**Directive**
Every entry should be repeated exactly. Omit the pictures.

======== Listed records ========

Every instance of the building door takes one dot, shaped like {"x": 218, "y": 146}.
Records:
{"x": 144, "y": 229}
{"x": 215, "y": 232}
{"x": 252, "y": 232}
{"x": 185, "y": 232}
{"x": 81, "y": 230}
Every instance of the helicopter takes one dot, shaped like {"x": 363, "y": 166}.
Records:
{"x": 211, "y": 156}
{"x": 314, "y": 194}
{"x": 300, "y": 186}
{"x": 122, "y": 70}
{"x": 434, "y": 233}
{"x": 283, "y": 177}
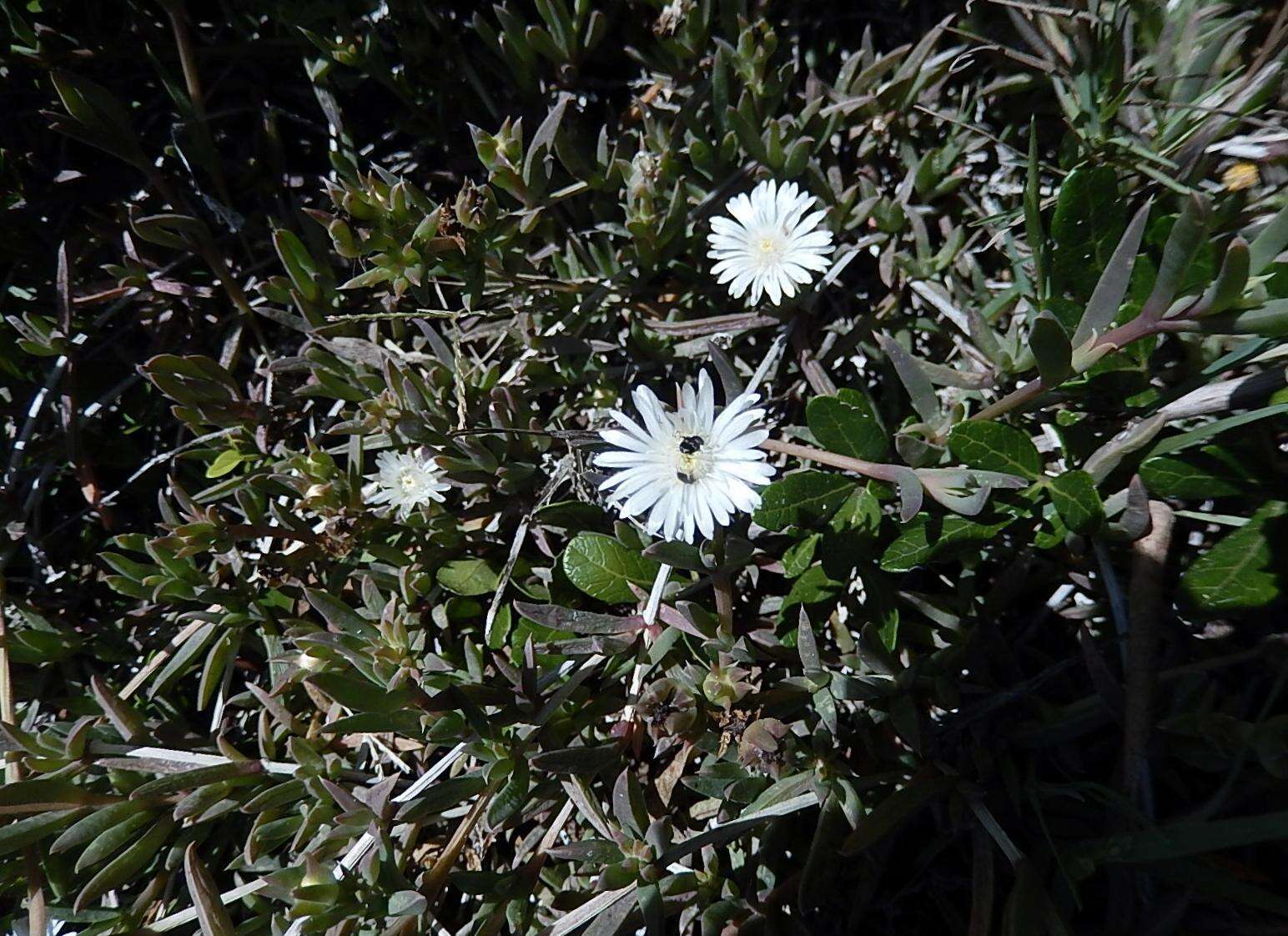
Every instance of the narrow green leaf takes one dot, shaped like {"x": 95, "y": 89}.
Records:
{"x": 994, "y": 447}
{"x": 1242, "y": 569}
{"x": 1112, "y": 287}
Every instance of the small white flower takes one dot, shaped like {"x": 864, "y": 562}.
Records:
{"x": 687, "y": 469}
{"x": 404, "y": 481}
{"x": 769, "y": 244}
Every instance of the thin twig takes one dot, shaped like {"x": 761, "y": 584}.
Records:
{"x": 1150, "y": 559}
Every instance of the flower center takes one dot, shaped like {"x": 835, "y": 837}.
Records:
{"x": 692, "y": 462}
{"x": 767, "y": 249}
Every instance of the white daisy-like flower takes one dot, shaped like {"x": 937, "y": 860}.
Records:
{"x": 687, "y": 469}
{"x": 405, "y": 481}
{"x": 769, "y": 244}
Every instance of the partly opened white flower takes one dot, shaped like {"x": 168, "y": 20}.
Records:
{"x": 769, "y": 244}
{"x": 687, "y": 469}
{"x": 404, "y": 481}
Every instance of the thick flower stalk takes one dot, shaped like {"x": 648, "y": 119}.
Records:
{"x": 688, "y": 471}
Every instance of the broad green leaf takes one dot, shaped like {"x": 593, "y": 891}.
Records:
{"x": 812, "y": 587}
{"x": 926, "y": 538}
{"x": 1087, "y": 224}
{"x": 802, "y": 499}
{"x": 994, "y": 447}
{"x": 799, "y": 555}
{"x": 1051, "y": 350}
{"x": 468, "y": 577}
{"x": 1077, "y": 501}
{"x": 1242, "y": 571}
{"x": 1212, "y": 471}
{"x": 229, "y": 460}
{"x": 847, "y": 424}
{"x": 603, "y": 568}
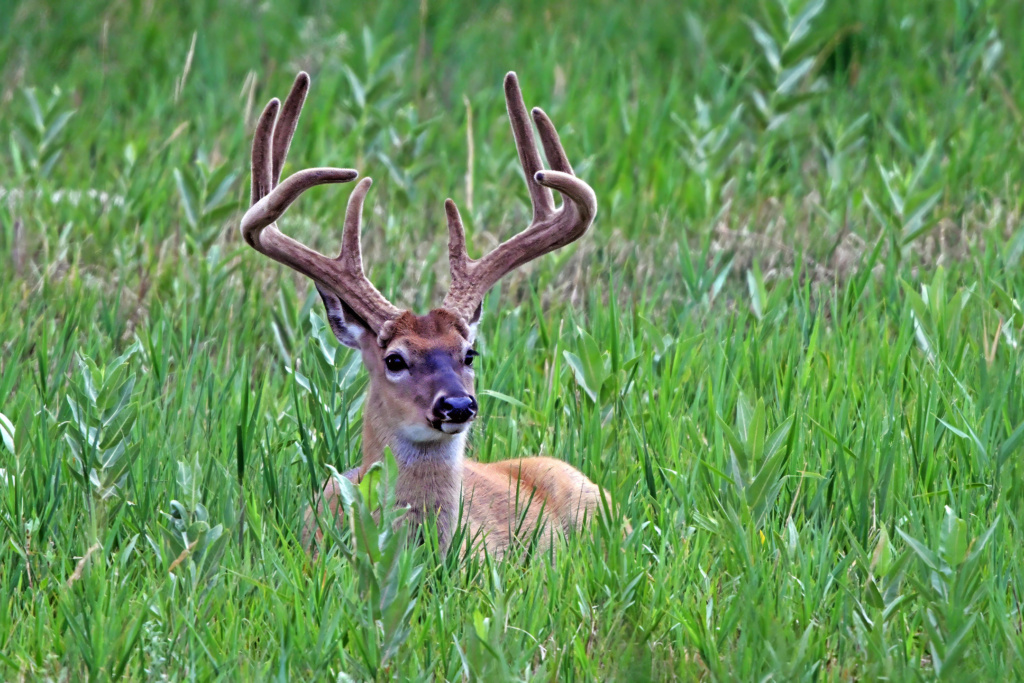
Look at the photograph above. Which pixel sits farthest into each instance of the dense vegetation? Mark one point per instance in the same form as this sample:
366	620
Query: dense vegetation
790	346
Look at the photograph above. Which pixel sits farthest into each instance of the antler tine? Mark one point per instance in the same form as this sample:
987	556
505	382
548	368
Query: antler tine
343	275
549	230
285	128
526	146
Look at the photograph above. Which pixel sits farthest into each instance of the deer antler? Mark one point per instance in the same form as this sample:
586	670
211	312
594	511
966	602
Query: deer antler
342	275
550	229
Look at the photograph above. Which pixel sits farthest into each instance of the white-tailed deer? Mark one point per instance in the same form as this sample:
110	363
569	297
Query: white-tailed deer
421	400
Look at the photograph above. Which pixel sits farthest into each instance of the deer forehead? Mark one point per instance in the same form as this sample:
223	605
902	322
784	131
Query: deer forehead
439	330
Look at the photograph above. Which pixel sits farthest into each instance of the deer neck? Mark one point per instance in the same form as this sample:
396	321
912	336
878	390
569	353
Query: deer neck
429	480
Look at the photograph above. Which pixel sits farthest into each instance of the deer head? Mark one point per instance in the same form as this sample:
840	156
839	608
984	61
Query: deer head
421	367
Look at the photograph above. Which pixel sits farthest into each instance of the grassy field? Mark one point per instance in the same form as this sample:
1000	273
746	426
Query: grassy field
791	345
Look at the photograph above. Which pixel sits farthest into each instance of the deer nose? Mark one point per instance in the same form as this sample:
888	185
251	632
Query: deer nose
456	409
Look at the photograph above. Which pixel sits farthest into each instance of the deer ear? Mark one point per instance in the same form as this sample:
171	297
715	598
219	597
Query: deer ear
347	327
474	321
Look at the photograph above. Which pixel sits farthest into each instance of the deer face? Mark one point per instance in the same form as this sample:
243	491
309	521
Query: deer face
421	370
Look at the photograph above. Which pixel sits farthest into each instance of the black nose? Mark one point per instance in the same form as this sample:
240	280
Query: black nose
456	409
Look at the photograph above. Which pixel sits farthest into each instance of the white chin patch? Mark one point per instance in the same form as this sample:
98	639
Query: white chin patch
420	433
455	427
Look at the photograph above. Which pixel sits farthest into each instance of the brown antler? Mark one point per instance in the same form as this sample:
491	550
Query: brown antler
550	229
342	275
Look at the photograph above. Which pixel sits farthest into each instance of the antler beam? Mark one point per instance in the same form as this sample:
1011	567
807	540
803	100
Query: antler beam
343	275
550	229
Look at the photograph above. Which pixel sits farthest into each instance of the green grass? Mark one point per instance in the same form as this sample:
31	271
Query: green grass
796	328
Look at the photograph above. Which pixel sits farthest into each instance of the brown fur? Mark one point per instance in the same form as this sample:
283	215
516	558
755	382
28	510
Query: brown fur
504	503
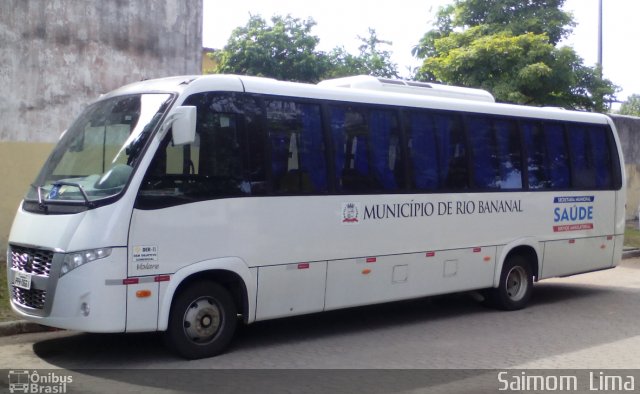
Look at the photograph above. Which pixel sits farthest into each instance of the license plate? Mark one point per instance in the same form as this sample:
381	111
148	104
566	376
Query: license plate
22	280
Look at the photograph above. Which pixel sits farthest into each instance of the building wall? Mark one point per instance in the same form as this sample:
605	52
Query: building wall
56	56
629	132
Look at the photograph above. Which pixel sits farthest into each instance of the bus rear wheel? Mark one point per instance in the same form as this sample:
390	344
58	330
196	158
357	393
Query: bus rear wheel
202	321
516	285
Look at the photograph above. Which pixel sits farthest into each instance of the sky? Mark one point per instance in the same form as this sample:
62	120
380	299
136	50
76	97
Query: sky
404	22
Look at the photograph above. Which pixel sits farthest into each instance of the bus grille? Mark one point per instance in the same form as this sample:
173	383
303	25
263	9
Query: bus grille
33	298
32	261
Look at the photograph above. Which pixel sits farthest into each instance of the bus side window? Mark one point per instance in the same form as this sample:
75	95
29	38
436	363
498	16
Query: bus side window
423	151
547	156
452	152
298	163
558	155
590	157
496	153
367	149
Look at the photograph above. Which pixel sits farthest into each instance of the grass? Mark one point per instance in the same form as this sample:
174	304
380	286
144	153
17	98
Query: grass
5	310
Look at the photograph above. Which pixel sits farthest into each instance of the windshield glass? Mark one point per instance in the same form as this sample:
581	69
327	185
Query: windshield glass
96	155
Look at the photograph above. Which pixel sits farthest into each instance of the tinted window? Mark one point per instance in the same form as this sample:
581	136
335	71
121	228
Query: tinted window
437	151
226	159
297	147
366	149
496	153
590	157
547	155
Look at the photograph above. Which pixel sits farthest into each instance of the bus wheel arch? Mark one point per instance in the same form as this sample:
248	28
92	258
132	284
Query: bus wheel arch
229	280
515	285
202	320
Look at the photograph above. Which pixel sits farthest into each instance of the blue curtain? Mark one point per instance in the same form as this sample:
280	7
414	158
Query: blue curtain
601	156
338	116
483	156
558	158
312	158
380	123
509	161
424	155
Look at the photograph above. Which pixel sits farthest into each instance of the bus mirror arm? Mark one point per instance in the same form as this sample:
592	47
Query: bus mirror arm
183	124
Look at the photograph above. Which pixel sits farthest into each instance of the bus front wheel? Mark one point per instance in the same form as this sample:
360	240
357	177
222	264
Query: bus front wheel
516	285
202	321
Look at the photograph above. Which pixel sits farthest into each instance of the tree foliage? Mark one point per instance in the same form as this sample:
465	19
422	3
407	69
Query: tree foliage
371	60
286	49
509	48
631	107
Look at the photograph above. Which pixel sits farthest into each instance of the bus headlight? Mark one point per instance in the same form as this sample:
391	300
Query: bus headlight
74	260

========

**Task solution**
Every instance of the building door takes one dot, shaped like {"x": 218, "y": 146}.
Records:
{"x": 144, "y": 229}
{"x": 215, "y": 232}
{"x": 252, "y": 232}
{"x": 185, "y": 232}
{"x": 81, "y": 230}
Every instance of the helicopter takes one dot, shaped like {"x": 363, "y": 166}.
Records:
{"x": 211, "y": 156}
{"x": 314, "y": 194}
{"x": 300, "y": 186}
{"x": 122, "y": 70}
{"x": 434, "y": 233}
{"x": 283, "y": 177}
Every instance of the narrow green leaf takes one dot, shaped like {"x": 95, "y": 89}.
Records:
{"x": 994, "y": 447}
{"x": 1242, "y": 569}
{"x": 1112, "y": 287}
Every instance of the small white flower takes one dot, shaped like {"x": 864, "y": 562}.
Records:
{"x": 687, "y": 469}
{"x": 404, "y": 481}
{"x": 769, "y": 244}
Every instance of the thin twig takes one dot, shaped like {"x": 761, "y": 584}.
Records:
{"x": 1150, "y": 559}
Every instance of the flower center takes one dot, shaped like {"x": 835, "y": 837}.
Records:
{"x": 692, "y": 462}
{"x": 767, "y": 249}
Every instance of the white daisy-like flower takes one dot, shaped like {"x": 937, "y": 860}.
Records:
{"x": 687, "y": 469}
{"x": 405, "y": 481}
{"x": 769, "y": 244}
Every instance of the partly opened white flower takes one dot, shaped like {"x": 168, "y": 20}.
Records:
{"x": 769, "y": 244}
{"x": 687, "y": 469}
{"x": 404, "y": 481}
Every instance of the thick flower stalk takes one dot, shaped like {"x": 648, "y": 119}.
Records:
{"x": 688, "y": 471}
Every instance of the broad green leaf takes one dot, shaped like {"x": 593, "y": 891}.
Records:
{"x": 812, "y": 587}
{"x": 926, "y": 538}
{"x": 1087, "y": 224}
{"x": 802, "y": 499}
{"x": 994, "y": 447}
{"x": 799, "y": 555}
{"x": 1051, "y": 350}
{"x": 468, "y": 577}
{"x": 1077, "y": 501}
{"x": 1242, "y": 571}
{"x": 1212, "y": 471}
{"x": 229, "y": 460}
{"x": 847, "y": 424}
{"x": 603, "y": 568}
Look at the photograph above. Which pixel sits farthest into each instance of the dense vegetation? Mark one point per instance in the same form as this sample:
366	620
Query: dense vegetation
790	346
Look at the photograph above. Which pixel sits farthest into each instance of the antler tine? Mark one point per instance in the same form as this sample:
987	556
505	382
548	368
Query: antler tine
343	275
549	230
285	128
526	146
Look at the photograph above. Which pixel sits farthest into each instance of the deer antler? Mark one point per instance in the same form as this sample:
586	670
211	312
594	511
966	602
Query: deer antler
342	275
550	229
Look at the photograph above. Which pixel sits farthest into each instance of the white-tailed deer? Mark one point per instance in the same form as this sample:
110	363
569	297
Query: white-tailed deer
421	400
Look at the photograph above. Which pixel sits farthest into each instance of the deer forehead? Mark one point per instance in the same form as this sample:
223	605
902	322
784	131
Query: deer forehead
439	330
Look at the photograph above. Which pixel sits farthest into each instance of the deer neck? Mark one point per instance in the same form as this sample:
396	321
912	336
878	390
569	353
Query: deer neck
429	480
Look at the photograph above. Which pixel sits farthest into each instance of the deer head? Mark one point per instance in the same form as this sample:
840	156
839	608
984	61
Query: deer head
421	367
Look at the photograph above. Which pixel sits farthest into each instance of the grassy field? Mark one point per instance in the same form as this sample:
1000	273
746	426
Query: grassy field
791	345
Look at the photograph above. Which pixel sits farthest into each instance of the deer nose? Mark one point per instance in the same form as this sample:
888	185
251	632
Query: deer nose
456	409
Look at the photograph above. Which pixel sits farthest into each instance of the deer ear? Mark one point per instance in the same form as this sample:
171	297
715	598
219	597
Query: deer ear
347	327
474	321
Look at the photograph above. Which pixel sits farthest into each instance of the deer face? Mark one point per instance in the same form as this sample:
243	491
309	521
Query: deer face
421	370
Look at the photograph above. Which pixel sits farthest into each instance of the black nose? Mark one point per instance in the same form as this sample:
240	280
Query: black nose
456	409
Look at the photograph above. Which pixel sits farthest into each instance of the white chin patch? Mark one point per instance in the same form as this sample:
98	639
Query: white chin patch
420	433
455	427
Look at the photograph above. Which pixel sits farthest into each instance of the brown antler? Mark one point per instance in the same form as this sample:
491	550
Query: brown antler
550	229
342	275
Look at the photograph above. Which pixel sits farthest into each instance of the antler beam? Mark one point per instance in the same form as this sample:
1011	567
807	540
803	100
Query: antler beam
343	275
550	229
Look at the photograph above. Which pixel sits farthest into each instance of the green grass? Mark one point per instance in the same form as this sample:
31	271
Query: green grass
796	328
Look at the photograph above. Which pixel sits farthest into each instance of the brown fur? Mark one point per instance in the same form as this sample:
283	215
516	558
755	382
28	510
Query: brown fur
504	503
Look at the photograph above. Which pixel sits farthest into each instance of the license plate? Mark one point per instance in the same form as this sample:
381	111
148	104
566	376
Query: license plate
22	280
Look at the photograph above. Which pixel sits farthest into each instance of the building wall? Mark one point per instance in the same form as this sample:
605	52
Query: building wall
56	56
629	132
Look at the photograph above. Which pixel sits farthest into each instance of the bus rear wheel? Mark one point per instance in the same form as this sample:
390	344
58	330
196	158
357	393
Query: bus rear wheel
202	321
516	285
Look at the photograph above. Which pixel sits farthest into each instance of the sky? Mark one point per instance in the same form as this sample:
62	120
380	299
136	50
76	97
Query: sky
404	22
Look at the photograph above. Which pixel sits farthest into each instance of the bus grille? Mark one point per instance in the same form as this sample:
173	383
303	25
263	9
Query: bus grille
33	298
32	261
Look at the photograph above. Which pixel sits farthest into each instance of the bus side window? Mark one point per instance in the same form as this sample:
75	95
29	38
436	363
498	16
Query: bus side window
423	151
547	156
452	152
298	163
558	155
590	157
496	153
367	149
Look at the photograph above. Which pixel sits farthest into each instance of the grass? Mark one point per instance in the same form as this sample:
174	304
380	286
144	153
17	98
Query: grass
5	310
Look at the photograph above. Which pixel sits farthest into each instance of the windshield glass? Mark one point per instance in the same form as this sample:
581	69
327	185
Query: windshield glass
96	155
Look at the photograph above. Which pixel sits farthest into each instance of the tinted window? Mark one point per instance in the same form as this sample:
581	136
335	71
121	228
Query: tinted window
437	151
226	159
297	147
366	149
496	153
590	157
547	155
Look at the photograph above. Which pixel sits farthest into each instance of the bus wheel arch? Mark one point per instance in the same form as this sample:
248	28
92	258
132	284
Query: bus wheel arch
229	280
515	285
202	320
Look at the photograph above. Which pixel sits farthest into each instance of the blue curtain? Mark one point per instance in the same form as this sample:
280	7
414	158
Query: blue curtain
601	156
338	116
483	156
558	158
312	158
380	123
509	161
424	155
Look at the photograph above. Which pixel sits farthest into each instance of the bus mirror arm? Mark one point per instance in the same form as this sample:
592	47
Query: bus mirror arm
183	124
Look at the photograph above. Which pixel sits farthest into each instance of the bus front wheel? Mark one point per instance in the same form as this sample:
360	240
357	177
222	264
Query: bus front wheel
516	285
202	321
Look at the photograph above. Which pixel sits farthest into each instance of the tree foliage? Mark one point per instance in the same form as this sample:
465	19
422	3
407	69
Query: tree foliage
371	60
286	49
509	48
631	107
Look at the photograph above. Which pixel sits farthest into each instance of the bus headlight? Mark one point per instance in the same form as this sample:
391	300
Query: bus headlight
74	260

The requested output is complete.